Entries for bounding box labeling:
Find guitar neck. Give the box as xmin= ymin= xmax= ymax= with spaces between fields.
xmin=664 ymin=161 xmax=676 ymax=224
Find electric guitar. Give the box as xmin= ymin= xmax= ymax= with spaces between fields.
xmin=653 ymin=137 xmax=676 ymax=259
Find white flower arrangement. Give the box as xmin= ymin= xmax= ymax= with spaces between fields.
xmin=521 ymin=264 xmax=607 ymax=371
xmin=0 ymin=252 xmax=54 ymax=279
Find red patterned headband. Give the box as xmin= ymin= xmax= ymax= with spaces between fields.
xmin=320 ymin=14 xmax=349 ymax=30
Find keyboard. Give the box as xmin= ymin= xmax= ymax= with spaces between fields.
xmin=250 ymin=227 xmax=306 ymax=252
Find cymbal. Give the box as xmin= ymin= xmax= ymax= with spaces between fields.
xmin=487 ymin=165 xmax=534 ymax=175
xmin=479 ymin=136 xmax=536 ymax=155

:: GOAL ::
Could you edit these lines so that every "with spaces between fields" becomes "separated by single spaces", leaving the rest untouched?

:: REPLY ::
Find guitar neck. Give the box as xmin= ymin= xmax= ymax= separated by single spaces.
xmin=664 ymin=161 xmax=676 ymax=224
Find electric guitar. Give the box as xmin= ymin= xmax= ymax= separated by single spaces.
xmin=653 ymin=137 xmax=676 ymax=259
Find white flower arrangement. Give the box as xmin= ymin= xmax= ymax= separated by single spaces.
xmin=521 ymin=264 xmax=607 ymax=371
xmin=0 ymin=252 xmax=54 ymax=279
Find red patterned headband. Give the box as xmin= ymin= xmax= ymax= separated by single spaces.
xmin=320 ymin=14 xmax=349 ymax=30
Find keyboard. Give the box as xmin= ymin= xmax= ymax= separated by single spaces.
xmin=250 ymin=227 xmax=306 ymax=252
Find cymbal. Give the box as xmin= ymin= xmax= ymax= separated by single spaces.
xmin=487 ymin=165 xmax=534 ymax=175
xmin=479 ymin=136 xmax=536 ymax=155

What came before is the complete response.